#### Work task
Write out only the lines from the start of the entries up to and including the line with "Target: tiled floor pattern"; please skip the pictures.

====== Provided records ======

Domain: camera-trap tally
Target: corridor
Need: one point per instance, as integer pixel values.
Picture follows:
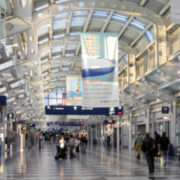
(96, 164)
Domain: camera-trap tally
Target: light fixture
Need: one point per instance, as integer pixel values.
(23, 3)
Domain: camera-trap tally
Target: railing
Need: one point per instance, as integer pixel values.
(2, 25)
(173, 43)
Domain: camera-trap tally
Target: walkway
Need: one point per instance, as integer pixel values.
(96, 164)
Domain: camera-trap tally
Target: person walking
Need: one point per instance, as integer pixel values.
(108, 141)
(163, 146)
(72, 145)
(138, 144)
(148, 147)
(83, 143)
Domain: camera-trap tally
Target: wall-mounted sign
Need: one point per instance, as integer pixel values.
(100, 84)
(3, 101)
(109, 122)
(165, 109)
(79, 110)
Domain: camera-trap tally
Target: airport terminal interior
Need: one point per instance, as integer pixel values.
(84, 83)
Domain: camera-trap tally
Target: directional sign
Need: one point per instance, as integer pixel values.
(64, 124)
(79, 110)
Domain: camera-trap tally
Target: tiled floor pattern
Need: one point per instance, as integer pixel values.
(97, 164)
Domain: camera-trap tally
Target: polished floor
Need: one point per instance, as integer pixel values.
(96, 164)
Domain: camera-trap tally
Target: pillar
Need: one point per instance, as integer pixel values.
(118, 138)
(147, 116)
(173, 123)
(130, 131)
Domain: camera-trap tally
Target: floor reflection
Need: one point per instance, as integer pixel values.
(97, 163)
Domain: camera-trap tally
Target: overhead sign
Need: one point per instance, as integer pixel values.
(74, 89)
(165, 110)
(64, 124)
(100, 85)
(109, 122)
(79, 110)
(3, 101)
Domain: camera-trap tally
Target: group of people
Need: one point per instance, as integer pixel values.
(158, 146)
(74, 143)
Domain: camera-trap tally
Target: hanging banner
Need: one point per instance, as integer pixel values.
(74, 90)
(175, 11)
(100, 70)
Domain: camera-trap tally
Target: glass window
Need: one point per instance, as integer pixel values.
(78, 21)
(80, 13)
(60, 24)
(137, 24)
(101, 14)
(149, 36)
(119, 17)
(6, 65)
(52, 102)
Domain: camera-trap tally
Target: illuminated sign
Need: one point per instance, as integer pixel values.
(165, 109)
(78, 110)
(3, 101)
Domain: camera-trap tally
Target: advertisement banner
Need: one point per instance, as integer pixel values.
(175, 11)
(74, 90)
(100, 70)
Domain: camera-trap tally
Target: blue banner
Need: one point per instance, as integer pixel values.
(100, 69)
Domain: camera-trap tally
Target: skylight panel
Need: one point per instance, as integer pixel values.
(119, 17)
(62, 78)
(66, 64)
(44, 54)
(17, 83)
(57, 49)
(74, 33)
(71, 46)
(60, 24)
(21, 96)
(6, 65)
(69, 55)
(65, 68)
(60, 16)
(45, 40)
(56, 36)
(11, 100)
(102, 14)
(54, 70)
(149, 36)
(78, 21)
(45, 73)
(53, 80)
(55, 65)
(60, 1)
(80, 13)
(137, 24)
(56, 57)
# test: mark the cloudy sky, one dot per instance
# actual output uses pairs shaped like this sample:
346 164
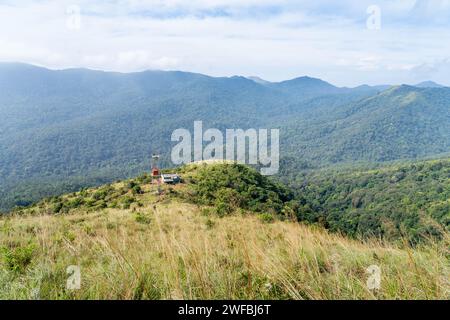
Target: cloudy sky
344 42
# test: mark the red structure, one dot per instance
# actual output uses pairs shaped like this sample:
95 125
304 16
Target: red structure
155 172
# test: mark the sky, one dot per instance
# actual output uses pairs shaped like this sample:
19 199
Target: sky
347 43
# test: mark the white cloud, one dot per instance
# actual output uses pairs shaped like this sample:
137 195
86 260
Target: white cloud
273 39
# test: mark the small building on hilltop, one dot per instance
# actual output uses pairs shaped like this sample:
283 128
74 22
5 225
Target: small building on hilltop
170 178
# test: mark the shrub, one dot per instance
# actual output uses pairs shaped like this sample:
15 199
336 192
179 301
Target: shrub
142 218
266 217
17 259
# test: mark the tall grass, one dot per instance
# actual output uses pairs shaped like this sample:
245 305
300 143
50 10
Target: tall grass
174 251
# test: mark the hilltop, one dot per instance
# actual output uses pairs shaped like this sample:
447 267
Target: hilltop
62 130
224 232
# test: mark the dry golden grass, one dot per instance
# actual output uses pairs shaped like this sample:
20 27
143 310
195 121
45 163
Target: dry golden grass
174 250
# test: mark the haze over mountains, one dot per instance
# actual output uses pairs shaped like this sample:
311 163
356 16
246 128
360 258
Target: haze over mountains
61 130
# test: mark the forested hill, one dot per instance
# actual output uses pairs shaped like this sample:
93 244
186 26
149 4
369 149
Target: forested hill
403 200
61 130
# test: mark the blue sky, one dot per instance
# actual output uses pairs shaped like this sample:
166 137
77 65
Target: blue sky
275 40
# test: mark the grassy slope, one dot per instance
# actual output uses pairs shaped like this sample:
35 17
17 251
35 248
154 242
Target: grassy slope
166 248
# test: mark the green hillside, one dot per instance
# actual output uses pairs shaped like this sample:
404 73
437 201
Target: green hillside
399 201
225 232
63 130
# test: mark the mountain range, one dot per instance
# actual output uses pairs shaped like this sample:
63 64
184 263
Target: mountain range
62 130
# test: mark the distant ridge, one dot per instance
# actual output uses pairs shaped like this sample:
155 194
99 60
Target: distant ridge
429 84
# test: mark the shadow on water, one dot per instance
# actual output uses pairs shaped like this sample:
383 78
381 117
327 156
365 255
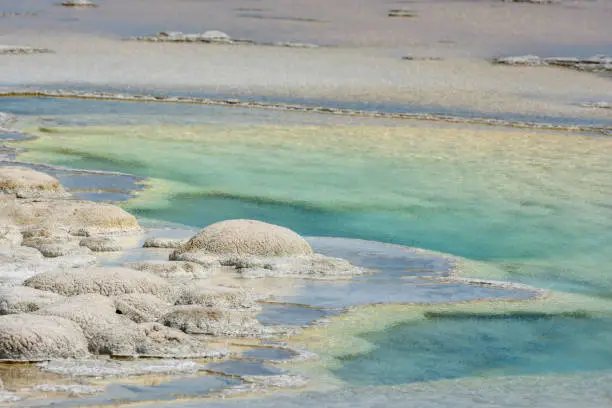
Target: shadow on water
447 346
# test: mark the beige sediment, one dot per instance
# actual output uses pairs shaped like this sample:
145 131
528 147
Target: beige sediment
291 107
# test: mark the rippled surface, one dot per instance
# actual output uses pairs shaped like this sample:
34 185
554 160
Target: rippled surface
535 207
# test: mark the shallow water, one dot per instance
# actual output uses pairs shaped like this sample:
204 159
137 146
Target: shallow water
533 206
464 345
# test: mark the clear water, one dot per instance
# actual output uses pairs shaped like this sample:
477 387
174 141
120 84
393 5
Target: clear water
447 347
536 206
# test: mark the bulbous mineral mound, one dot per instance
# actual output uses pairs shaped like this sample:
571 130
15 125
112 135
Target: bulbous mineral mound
246 237
25 337
27 183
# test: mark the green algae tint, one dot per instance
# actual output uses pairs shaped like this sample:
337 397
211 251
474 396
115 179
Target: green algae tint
448 346
538 205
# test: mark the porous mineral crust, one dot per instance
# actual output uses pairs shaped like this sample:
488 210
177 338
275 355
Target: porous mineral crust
24 182
196 319
75 216
246 237
21 299
26 337
103 281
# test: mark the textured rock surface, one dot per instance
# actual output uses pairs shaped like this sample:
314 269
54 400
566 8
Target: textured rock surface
213 322
101 244
118 368
21 50
314 266
106 331
79 3
164 342
76 217
533 1
17 264
140 307
599 105
52 247
26 337
246 237
103 281
212 36
27 183
157 242
10 236
7 120
171 269
219 297
21 299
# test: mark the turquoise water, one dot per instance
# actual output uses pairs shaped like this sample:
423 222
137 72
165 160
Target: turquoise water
447 347
537 206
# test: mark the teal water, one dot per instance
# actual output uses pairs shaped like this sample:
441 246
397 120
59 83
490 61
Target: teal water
447 347
536 206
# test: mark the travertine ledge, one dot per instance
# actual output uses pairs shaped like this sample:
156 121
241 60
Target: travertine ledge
290 107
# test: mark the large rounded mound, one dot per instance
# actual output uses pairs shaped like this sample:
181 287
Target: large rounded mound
25 337
246 237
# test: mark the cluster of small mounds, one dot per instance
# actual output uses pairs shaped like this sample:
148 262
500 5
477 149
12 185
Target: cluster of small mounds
402 13
255 249
22 50
78 3
598 63
6 121
210 37
72 309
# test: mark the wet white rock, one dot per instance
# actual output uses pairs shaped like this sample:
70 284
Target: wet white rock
245 237
7 120
103 281
196 319
51 247
72 390
101 244
533 1
117 368
597 63
598 105
10 236
314 266
24 182
211 36
22 50
27 337
6 396
83 218
172 269
79 3
106 331
141 307
219 297
166 342
159 242
21 299
264 384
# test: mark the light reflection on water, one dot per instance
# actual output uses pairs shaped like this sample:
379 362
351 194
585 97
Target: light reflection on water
534 205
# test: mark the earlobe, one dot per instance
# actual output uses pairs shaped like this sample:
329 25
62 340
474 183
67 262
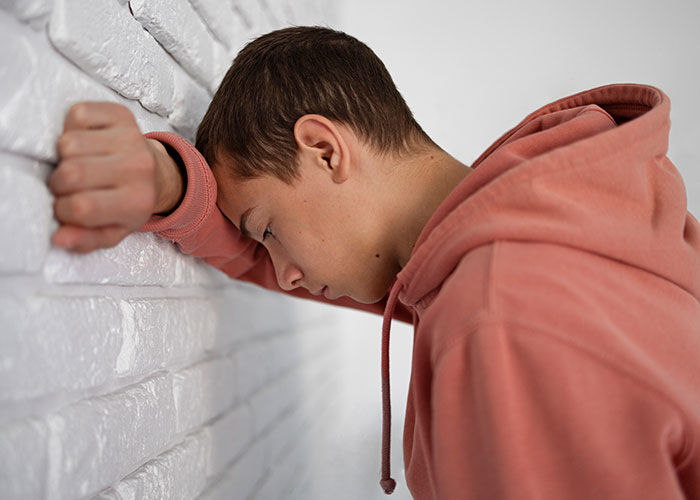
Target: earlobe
322 140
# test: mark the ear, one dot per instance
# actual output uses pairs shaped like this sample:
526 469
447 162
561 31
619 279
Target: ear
321 140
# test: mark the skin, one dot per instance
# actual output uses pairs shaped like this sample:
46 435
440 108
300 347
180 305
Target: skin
345 228
348 225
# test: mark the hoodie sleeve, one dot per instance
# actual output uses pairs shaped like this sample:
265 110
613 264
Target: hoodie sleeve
520 414
199 228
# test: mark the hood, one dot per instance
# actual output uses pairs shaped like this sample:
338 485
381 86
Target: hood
588 171
611 192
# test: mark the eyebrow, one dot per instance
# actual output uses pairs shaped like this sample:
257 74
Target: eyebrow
244 219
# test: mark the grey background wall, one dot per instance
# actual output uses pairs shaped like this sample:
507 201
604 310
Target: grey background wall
137 372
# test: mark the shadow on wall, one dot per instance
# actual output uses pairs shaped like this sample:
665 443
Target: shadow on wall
136 370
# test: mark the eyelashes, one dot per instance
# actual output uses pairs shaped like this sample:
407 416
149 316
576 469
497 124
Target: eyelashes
267 232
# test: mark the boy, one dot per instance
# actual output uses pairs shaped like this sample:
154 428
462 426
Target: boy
554 284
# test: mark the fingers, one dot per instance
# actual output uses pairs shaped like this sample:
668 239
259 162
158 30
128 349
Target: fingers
96 115
73 143
103 207
79 174
83 240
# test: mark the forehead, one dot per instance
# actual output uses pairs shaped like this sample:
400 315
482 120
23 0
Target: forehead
236 196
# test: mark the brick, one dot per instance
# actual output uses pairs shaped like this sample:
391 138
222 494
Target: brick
42 88
28 10
178 28
75 341
161 333
252 366
223 21
272 400
94 36
177 474
25 208
229 436
97 441
190 102
284 476
254 16
141 259
202 392
241 479
23 464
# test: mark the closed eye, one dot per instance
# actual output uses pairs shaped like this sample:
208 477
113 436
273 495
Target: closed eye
267 232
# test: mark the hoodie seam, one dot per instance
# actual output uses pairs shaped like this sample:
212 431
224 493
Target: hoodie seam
688 438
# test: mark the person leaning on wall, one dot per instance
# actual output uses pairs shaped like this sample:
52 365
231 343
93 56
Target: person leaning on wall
553 284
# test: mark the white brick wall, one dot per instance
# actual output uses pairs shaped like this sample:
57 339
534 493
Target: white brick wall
137 372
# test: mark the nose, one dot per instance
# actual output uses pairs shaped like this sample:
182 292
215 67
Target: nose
288 274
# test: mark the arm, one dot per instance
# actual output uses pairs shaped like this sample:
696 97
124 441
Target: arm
110 181
519 414
200 229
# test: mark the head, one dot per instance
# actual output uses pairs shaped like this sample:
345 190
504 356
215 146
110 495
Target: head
301 136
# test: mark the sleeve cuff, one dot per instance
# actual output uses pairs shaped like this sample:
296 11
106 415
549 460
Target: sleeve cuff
200 193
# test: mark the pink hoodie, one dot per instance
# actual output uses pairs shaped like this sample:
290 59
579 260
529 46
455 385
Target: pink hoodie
555 295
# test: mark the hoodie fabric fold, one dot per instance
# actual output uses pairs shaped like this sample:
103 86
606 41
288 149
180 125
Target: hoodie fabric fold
555 295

======

#### Finished exercise
Domain: camera-trap tally
Target: corridor
Need: one point per instance, as integer pixel values.
Picture follows:
(96, 164)
Domain: camera-trap tally
Target: light fixture
Need: one point per instance, as integer pixel values.
(23, 3)
Domain: camera-trap tally
Target: railing
Need: one point per instance, as integer pixel values.
(2, 25)
(173, 43)
Domain: camera-trap tally
Target: walkway
Need: one point per instance, as integer pixel values.
(96, 164)
Domain: camera-trap tally
Target: person walking
Need: one point per instance, as integer pixel values.
(108, 141)
(163, 146)
(72, 145)
(138, 144)
(148, 147)
(83, 143)
Domain: camera-trap tally
Target: wall-mounted sign
Need: one point per instance, as integer pixel values.
(100, 84)
(3, 101)
(109, 122)
(165, 109)
(79, 110)
Domain: camera-trap tally
Target: airport terminal interior
Need: one point per instance, as integer pixel values.
(84, 83)
Domain: camera-trap tally
Target: directional sign
Need: one point per instance, as integer pixel values.
(64, 124)
(79, 110)
Domain: camera-trap tally
Target: tiled floor pattern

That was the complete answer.